- TASK REQUIREMENTS -
- A) Answer these questions from the passage on proteins, one line each, labeling the answers (i), (ii), and (iii):
(i) Which protein carries oxygen from the lungs to the rest of the body?
(ii) For roughly how many years have scientists worked on predicting protein structures from sequences?
(iii) What is the full name of the program that the passage names as supported by NIGMS?
- B) Quote the passage on proteins between "Proteins (such as" and "Parkinson’s or cataracts.", inclusive.
- C) Extend the passage on proteins with new text that follows its final sentence.

- TEXT SEGMENT -
Proteins (such as hemoglobin, actin, and amylase) are workhorse molecules that contribute to virtually every activity in the body. Some of proteins’ many jobs include carrying oxygen from your lungs to the rest of your body (hemoglobin), allowing your muscles to move (actin and myosin), and digesting your food (amylase, pepsin, and lactase). All proteins are made up of chains of amino acids that fold into specific 3D structures, and each protein’s structure allows it to perform its distinct job. Proteins that are misfolded or misshapen can cause diseases such as Parkinson’s or cataracts.
While it’s straightforward to use the genetic code to predict amino acid sequences of proteins from gene sequences, the vast diversity of protein shapes and many factors that influence a protein’s 3D structure make it much more complicated to create simple folding rules that could be used to predict proteins’ structures from these sequences. Scientists have worked on this problem for nearly 50 years, and NIGMS has supported many of their efforts, including the Critical Assessment of Structure Prediction (CASP) program.

- THE DATA -
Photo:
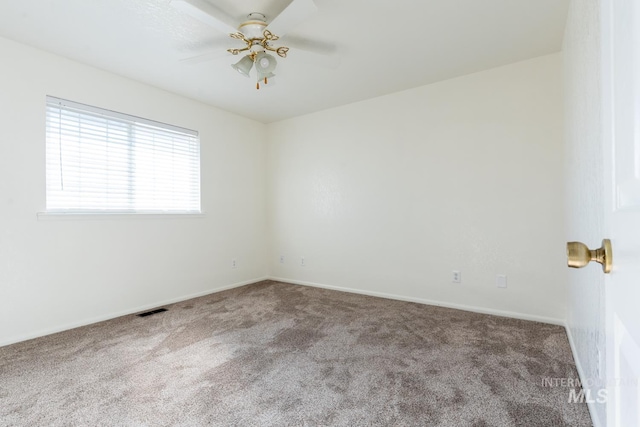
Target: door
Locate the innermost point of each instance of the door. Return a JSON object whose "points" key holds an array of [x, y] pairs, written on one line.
{"points": [[621, 139]]}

- ANSWERS TO THIS EXERCISE -
- A)
(i) Hemoglobin
(ii) Nearly 50 years
(iii) The Critical Assessment of Structure Prediction (CASP) program

- B)
Proteins (such as hemoglobin, actin, and amylase) are workhorse molecules that contribute to virtually every activity in the body. Some of proteins’ many jobs include carrying oxygen from your lungs to the rest of your body (hemoglobin), allowing your muscles to move (actin and myosin), and digesting your food (amylase, pepsin, and lactase). All proteins are made up of chains of amino acids that fold into specific 3D structures, and each protein’s structure allows it to perform its distinct job. Proteins that are misfolded or misshapen can cause diseases such as Parkinson’s or cataracts.

- C)
Accurately predicting protein structures could benefit science and human health in several ways. It could help researchers to:
- Develop medicines by allowing them to predict what diverse shapes of proteins in the body look like and how potential drugs will interact with them
- Design proteins for specific tasks, such as detecting toxins or neutralizing viruses
- Learn how the shapes of proteins that are altered by genetic mutations differ from shapes of normally occurring proteins in the human body, which might enable development of medicines to correct the effect of these mutations
Although experiments can be used to determine protein structures, they are much more time consuming and expensive than computational methods. So, in the future, researchers can hopefully use computers to accurately predict protein structure and use the predicted structure to, for example, model how a large number of potential drugs will interact with the protein. The time-consuming experimental methods would be used to evaluate only the most promising candidates predicted by the computation.
In addition to the time and cost involved with more traditional lab experiments, despite much effort, such experiments sometimes fail to determine a protein’s structure. Accurate computer predictions could provide the clues needed to decipher some of these challenging structures.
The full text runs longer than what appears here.